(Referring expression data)
· · · ·
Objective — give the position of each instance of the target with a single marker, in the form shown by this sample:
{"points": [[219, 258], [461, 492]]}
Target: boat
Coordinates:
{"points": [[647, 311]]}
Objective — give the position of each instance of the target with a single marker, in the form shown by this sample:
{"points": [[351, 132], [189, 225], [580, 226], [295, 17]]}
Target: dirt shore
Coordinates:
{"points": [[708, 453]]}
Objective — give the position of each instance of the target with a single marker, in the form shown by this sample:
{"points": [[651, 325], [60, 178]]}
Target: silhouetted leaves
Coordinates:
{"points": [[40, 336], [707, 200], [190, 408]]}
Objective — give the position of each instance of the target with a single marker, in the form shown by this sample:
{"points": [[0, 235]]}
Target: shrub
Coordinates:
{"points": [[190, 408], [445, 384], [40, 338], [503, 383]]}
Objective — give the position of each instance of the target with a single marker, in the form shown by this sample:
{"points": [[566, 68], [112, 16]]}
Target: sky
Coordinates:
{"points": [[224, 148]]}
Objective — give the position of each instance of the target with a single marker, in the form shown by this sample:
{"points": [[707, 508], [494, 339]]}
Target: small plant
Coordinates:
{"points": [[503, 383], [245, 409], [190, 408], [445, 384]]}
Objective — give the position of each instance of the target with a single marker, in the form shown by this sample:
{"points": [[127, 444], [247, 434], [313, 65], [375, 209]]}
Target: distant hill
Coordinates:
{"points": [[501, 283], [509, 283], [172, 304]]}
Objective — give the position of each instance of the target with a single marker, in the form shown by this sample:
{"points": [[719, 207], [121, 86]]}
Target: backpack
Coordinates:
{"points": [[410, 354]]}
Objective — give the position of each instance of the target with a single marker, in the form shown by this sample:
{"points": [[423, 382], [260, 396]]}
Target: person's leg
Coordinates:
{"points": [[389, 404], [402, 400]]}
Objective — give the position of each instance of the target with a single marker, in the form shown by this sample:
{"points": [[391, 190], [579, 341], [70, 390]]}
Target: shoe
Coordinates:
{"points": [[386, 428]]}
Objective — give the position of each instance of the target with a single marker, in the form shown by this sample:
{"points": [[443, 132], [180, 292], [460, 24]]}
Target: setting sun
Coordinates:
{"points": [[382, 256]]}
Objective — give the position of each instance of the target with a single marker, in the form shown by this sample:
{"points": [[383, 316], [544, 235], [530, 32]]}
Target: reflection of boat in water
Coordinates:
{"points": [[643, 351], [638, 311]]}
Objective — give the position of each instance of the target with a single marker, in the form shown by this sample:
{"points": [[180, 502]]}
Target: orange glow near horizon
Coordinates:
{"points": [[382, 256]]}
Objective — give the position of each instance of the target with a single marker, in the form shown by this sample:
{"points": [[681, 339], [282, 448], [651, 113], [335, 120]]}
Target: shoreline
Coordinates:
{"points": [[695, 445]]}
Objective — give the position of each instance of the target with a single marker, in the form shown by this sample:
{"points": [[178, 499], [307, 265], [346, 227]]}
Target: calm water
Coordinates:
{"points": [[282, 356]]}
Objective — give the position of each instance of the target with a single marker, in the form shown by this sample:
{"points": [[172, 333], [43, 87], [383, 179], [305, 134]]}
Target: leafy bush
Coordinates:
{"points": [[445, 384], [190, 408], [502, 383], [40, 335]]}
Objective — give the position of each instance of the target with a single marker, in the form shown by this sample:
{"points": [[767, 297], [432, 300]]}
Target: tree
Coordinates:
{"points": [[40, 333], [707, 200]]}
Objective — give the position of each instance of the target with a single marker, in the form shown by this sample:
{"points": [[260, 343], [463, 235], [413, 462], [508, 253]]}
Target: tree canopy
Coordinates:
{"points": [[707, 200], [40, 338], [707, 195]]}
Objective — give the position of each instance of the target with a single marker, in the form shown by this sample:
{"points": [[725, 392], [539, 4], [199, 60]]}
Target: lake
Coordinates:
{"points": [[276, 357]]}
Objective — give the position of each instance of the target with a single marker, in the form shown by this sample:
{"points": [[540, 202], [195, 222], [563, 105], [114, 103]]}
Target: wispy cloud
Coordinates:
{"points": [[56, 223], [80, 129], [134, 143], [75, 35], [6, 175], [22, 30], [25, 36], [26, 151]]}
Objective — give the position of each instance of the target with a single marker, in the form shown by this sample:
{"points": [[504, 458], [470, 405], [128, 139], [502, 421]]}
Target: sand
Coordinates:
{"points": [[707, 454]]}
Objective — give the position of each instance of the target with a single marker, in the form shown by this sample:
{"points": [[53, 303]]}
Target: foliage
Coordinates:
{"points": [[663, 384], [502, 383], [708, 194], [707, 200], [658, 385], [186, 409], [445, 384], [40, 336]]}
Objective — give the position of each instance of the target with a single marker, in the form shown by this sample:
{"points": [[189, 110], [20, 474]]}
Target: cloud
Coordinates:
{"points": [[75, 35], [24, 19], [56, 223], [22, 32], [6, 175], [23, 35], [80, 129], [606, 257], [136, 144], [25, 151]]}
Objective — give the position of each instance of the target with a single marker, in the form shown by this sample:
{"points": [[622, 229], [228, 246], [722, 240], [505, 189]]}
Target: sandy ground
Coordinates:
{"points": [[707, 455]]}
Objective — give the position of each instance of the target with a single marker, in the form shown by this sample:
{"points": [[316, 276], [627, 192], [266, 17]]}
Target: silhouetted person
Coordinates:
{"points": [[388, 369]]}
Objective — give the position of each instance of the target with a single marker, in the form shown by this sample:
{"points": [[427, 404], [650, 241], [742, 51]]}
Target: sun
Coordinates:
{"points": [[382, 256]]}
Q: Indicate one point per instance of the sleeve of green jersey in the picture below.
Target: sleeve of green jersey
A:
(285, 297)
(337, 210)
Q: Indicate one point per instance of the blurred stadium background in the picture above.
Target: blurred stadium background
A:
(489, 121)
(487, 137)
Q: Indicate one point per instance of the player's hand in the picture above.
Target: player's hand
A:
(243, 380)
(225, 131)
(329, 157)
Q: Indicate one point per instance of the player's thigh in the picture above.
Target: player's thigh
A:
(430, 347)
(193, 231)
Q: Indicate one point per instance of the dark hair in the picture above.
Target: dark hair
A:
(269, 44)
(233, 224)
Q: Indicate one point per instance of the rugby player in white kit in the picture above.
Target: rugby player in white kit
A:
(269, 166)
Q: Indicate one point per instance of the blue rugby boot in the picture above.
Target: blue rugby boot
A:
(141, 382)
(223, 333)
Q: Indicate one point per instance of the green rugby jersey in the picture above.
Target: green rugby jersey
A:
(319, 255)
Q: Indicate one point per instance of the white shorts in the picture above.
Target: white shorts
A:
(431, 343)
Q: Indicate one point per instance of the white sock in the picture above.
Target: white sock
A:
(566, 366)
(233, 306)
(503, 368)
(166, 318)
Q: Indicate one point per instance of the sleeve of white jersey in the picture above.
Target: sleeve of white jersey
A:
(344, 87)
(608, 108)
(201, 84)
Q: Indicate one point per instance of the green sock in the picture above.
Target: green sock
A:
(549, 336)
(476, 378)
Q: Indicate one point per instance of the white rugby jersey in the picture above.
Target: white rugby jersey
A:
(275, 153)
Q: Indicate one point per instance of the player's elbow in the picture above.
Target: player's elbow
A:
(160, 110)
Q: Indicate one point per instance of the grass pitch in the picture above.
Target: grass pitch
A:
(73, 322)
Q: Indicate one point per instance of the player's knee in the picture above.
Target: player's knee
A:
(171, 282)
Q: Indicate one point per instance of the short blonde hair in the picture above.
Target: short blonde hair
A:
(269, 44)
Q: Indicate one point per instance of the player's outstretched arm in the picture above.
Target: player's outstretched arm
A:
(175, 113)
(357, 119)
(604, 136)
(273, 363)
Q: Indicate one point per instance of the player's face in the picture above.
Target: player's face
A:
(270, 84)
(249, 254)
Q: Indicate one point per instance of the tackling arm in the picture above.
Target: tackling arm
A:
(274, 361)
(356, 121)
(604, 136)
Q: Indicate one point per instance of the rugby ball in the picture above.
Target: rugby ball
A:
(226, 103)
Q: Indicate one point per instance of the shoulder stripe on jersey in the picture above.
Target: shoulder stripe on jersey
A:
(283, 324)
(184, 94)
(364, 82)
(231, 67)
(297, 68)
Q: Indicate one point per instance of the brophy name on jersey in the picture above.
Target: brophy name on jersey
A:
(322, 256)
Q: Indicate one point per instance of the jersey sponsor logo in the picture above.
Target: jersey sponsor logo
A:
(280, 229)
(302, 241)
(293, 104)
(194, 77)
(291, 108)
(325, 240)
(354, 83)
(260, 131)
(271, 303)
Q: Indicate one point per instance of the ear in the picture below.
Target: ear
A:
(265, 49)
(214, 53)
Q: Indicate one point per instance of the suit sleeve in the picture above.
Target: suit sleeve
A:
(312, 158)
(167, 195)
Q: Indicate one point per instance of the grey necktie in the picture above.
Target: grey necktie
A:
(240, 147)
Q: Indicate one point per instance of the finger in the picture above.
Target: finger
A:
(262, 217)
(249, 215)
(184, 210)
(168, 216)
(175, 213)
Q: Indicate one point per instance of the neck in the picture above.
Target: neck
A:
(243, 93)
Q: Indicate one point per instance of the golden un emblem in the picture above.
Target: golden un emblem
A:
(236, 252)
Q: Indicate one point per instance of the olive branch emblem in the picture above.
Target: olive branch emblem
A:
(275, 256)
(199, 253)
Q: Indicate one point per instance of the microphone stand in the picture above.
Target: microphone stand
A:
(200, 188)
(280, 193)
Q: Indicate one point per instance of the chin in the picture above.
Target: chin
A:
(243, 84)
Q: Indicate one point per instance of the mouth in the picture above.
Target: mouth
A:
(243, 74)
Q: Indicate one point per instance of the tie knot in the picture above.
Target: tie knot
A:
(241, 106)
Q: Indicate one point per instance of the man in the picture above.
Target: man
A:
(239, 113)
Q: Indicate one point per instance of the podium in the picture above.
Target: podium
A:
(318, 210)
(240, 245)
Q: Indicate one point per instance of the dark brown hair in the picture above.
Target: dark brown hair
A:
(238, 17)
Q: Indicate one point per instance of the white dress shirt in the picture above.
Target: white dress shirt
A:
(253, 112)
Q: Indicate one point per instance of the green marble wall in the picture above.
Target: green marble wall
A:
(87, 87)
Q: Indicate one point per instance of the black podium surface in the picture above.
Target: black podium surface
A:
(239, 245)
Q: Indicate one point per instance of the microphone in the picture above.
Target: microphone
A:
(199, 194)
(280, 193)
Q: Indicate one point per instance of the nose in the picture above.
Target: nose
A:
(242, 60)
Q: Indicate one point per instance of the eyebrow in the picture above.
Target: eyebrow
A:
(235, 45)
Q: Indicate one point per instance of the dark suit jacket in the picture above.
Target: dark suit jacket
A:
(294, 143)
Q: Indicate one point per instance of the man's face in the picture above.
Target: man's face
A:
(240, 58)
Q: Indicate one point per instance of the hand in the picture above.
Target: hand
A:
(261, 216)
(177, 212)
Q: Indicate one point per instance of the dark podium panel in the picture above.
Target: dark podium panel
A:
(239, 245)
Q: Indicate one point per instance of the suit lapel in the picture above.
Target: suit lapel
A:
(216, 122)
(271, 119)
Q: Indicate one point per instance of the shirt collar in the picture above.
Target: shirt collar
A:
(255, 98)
· · · ·
Work instruction. Filter the records above for the string "jacket" and copy each matching line.

Answer to this task.
Q: Indicate one point per instance of the dark suit jacket in the picture above.
Target: dark suit jacket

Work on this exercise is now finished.